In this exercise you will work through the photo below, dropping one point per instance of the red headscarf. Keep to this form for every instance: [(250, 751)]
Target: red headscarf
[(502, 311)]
...
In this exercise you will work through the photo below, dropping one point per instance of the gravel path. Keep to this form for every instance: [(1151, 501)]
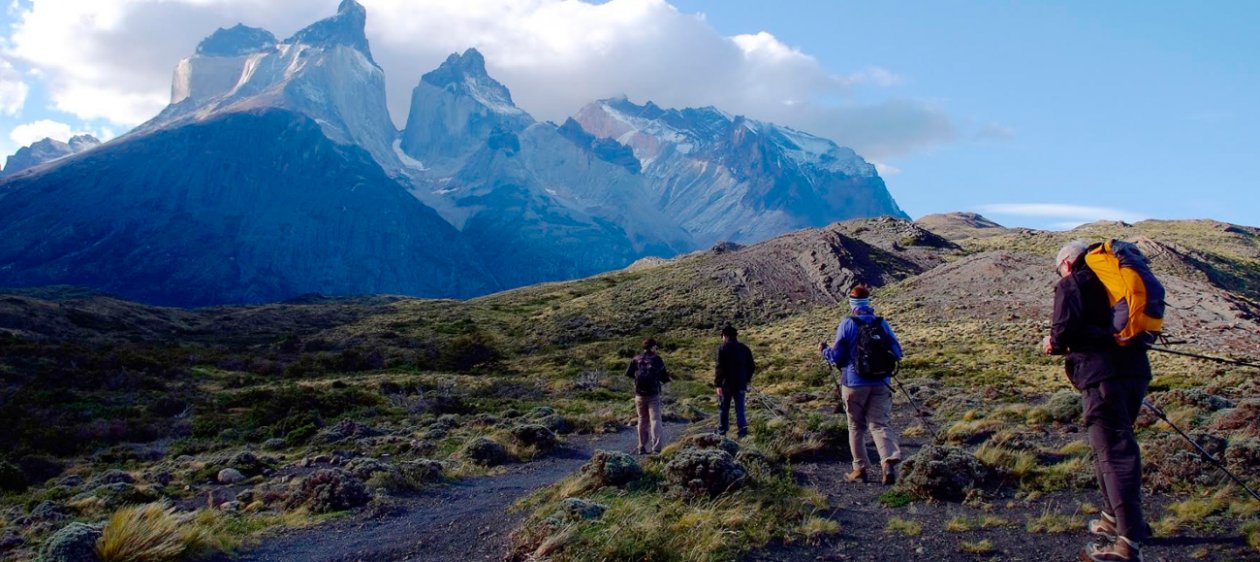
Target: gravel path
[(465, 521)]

## CONSEGNA
Riscrivi tutto, dalla riga che contiene "instance: [(250, 751)]" giù fino alla riga che contiene "[(502, 311)]", estremi inclusi, sostituendo ogni occorrenza di "red headscarf" con "blue headscarf" e lasciando invariato tutto il resto.

## RISULTATO
In this exercise you will work through the photo below, dropping one point per instance of the blue headscarf. Keep to this form for every instance: [(250, 751)]
Target: blue headscarf
[(502, 311)]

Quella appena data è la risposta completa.